Textauszug:
Wien/Shanghai. Wenn einkaufswütige Frauen von einem Geschäft zum anderen spurten, um sich die neuesten Schnäppchen unter die Nägel zu reißen, kann der Shoppingbummel für den männlichen Anhang zu einer Odyssee werden. Während viele Kaufhäuser eigene Spielbereiche für Kinder eingerichtet haben, mussten sich Erwachsene bis jetzt mit mehr oder weniger bequemen Sesseln in den Geschäften begnügen.

Ein chinesisches Unternehmen hat dieser Misere ein Ende gesetzt. „Man Pod“ oder „Ich warte auf dich“-Kabine heißt die Erfindung für Männer, die lieber Retrospiele aus den 1990er Jahren spielen, als ihre Partnerinnen beim Einkaufen zu begleiten. Ausgestattet sind die kleinen Kojen mit einem großen Bildschirm, einem Computer, einem Gamepad und einem Sessel mit integrierter Massagefunktion. Bisher bieten zwei Einkaufszentren in Shanghai, darunter das bekannte „Global Harbor“, vier Kabinen an.

Der Hersteller spricht bereits von einem Erfolg. Seit Beginn der Aktion Mitte Juni hätten 1000 Männer das Gerät benutzt. Wenn am Wochenende unzählige chinesische Familien in die Einkaufszentren strömen, sei die Nachfrage besonders hoch, sagte der Manager der Herstellerfirma, Wei Pengfei, der „Süddeutschen Zeitung“. Dann bildeten sich sogar Warteschlangen vor den Automaten. Einige Spieler – manche von ihnen kämen extra wegen der „Man Pods“ in die Shoppingzentren – blieben bis zu zwei Stunden.

Aufgabenstellung: Gib aus dem Textauszug über die Wartekabinen in Shanghai den Abschnitt Wort für Wort wieder, der bei „Wien/Shanghai. Wenn einkaufswütige“ beginnt und bei „den Geschäften begnügen.“ endet.

Bereitgestelltes Material:
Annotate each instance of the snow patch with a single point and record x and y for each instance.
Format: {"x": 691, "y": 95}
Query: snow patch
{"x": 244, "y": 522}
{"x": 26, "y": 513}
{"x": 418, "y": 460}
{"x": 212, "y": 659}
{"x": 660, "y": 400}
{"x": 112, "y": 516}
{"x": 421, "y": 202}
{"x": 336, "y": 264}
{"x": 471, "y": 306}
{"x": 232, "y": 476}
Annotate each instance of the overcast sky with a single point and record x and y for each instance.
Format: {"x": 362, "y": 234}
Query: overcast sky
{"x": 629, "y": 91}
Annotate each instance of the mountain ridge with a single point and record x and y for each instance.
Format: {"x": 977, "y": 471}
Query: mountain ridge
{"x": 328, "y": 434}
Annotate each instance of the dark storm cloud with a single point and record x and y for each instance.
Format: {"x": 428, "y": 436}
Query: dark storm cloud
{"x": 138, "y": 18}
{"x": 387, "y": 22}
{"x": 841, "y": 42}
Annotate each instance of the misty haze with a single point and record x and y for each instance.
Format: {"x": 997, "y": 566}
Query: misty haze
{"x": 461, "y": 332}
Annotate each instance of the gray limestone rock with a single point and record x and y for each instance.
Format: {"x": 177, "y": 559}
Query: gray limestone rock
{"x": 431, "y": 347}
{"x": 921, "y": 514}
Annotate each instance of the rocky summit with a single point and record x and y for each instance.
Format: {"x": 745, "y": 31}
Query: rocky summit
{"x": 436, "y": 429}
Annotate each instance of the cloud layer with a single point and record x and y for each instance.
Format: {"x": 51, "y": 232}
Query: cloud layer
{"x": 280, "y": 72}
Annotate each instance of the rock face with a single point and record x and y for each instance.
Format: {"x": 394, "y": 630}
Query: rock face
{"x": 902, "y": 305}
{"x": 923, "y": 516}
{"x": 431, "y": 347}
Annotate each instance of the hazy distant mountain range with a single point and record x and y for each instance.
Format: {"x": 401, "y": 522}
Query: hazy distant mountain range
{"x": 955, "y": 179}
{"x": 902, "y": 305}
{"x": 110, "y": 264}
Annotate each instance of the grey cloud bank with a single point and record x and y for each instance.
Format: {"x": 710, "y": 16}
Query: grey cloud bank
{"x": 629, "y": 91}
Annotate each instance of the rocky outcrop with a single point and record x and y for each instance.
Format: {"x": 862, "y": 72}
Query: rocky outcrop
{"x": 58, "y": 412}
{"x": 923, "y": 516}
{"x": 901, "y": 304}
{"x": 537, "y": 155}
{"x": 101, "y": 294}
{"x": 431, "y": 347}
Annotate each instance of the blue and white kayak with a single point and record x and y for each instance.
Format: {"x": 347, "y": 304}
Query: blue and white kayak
==
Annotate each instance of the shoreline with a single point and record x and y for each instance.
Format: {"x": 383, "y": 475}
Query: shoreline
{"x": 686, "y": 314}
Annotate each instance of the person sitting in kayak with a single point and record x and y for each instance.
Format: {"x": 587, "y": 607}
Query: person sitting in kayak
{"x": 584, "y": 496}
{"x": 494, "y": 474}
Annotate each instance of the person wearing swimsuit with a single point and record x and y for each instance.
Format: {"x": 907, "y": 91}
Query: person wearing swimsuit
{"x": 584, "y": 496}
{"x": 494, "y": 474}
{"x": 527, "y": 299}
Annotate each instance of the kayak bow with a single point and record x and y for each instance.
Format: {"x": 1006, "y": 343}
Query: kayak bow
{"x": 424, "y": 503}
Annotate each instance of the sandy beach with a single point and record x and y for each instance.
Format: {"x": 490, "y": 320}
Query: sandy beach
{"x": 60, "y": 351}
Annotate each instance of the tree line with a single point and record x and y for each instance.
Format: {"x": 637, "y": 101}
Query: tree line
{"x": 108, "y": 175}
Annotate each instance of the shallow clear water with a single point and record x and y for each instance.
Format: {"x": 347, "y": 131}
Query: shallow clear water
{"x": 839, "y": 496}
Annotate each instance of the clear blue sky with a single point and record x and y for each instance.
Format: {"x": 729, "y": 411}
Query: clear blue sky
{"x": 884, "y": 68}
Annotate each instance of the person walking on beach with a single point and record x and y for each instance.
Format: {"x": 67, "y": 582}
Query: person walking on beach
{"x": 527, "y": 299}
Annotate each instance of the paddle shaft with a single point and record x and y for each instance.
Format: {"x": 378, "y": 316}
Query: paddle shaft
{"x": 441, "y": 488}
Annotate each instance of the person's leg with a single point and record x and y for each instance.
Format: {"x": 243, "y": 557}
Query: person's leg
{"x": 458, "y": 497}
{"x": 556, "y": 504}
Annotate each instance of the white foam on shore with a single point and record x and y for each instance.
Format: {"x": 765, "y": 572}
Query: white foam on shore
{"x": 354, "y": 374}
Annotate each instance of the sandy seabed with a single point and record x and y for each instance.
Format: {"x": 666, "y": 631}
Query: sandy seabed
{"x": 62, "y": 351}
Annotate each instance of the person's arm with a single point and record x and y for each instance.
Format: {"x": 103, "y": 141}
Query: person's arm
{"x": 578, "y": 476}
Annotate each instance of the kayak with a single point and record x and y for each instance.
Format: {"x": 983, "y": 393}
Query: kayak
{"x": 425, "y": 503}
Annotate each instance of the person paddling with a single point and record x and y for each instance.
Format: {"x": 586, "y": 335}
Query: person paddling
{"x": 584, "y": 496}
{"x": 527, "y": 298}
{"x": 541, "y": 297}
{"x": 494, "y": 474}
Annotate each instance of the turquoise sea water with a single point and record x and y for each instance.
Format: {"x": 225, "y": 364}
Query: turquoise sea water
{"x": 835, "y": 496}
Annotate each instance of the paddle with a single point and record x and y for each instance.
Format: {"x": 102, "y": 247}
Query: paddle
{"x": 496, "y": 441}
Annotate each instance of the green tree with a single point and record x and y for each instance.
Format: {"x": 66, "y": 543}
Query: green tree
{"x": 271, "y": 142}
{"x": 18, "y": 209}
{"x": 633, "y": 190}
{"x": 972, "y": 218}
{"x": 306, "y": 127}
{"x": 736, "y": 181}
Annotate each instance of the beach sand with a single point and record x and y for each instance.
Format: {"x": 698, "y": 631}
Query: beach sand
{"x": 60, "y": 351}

Antwort zur Aufgabe:
Wien/Shanghai. Wenn einkaufswütige Frauen von einem Geschäft zum anderen spurten, um sich die neuesten Schnäppchen unter die Nägel zu reißen, kann der Shoppingbummel für den männlichen Anhang zu einer Odyssee werden. Während viele Kaufhäuser eigene Spielbereiche für Kinder eingerichtet haben, mussten sich Erwachsene bis jetzt mit mehr oder weniger bequemen Sesseln in den Geschäften begnügen.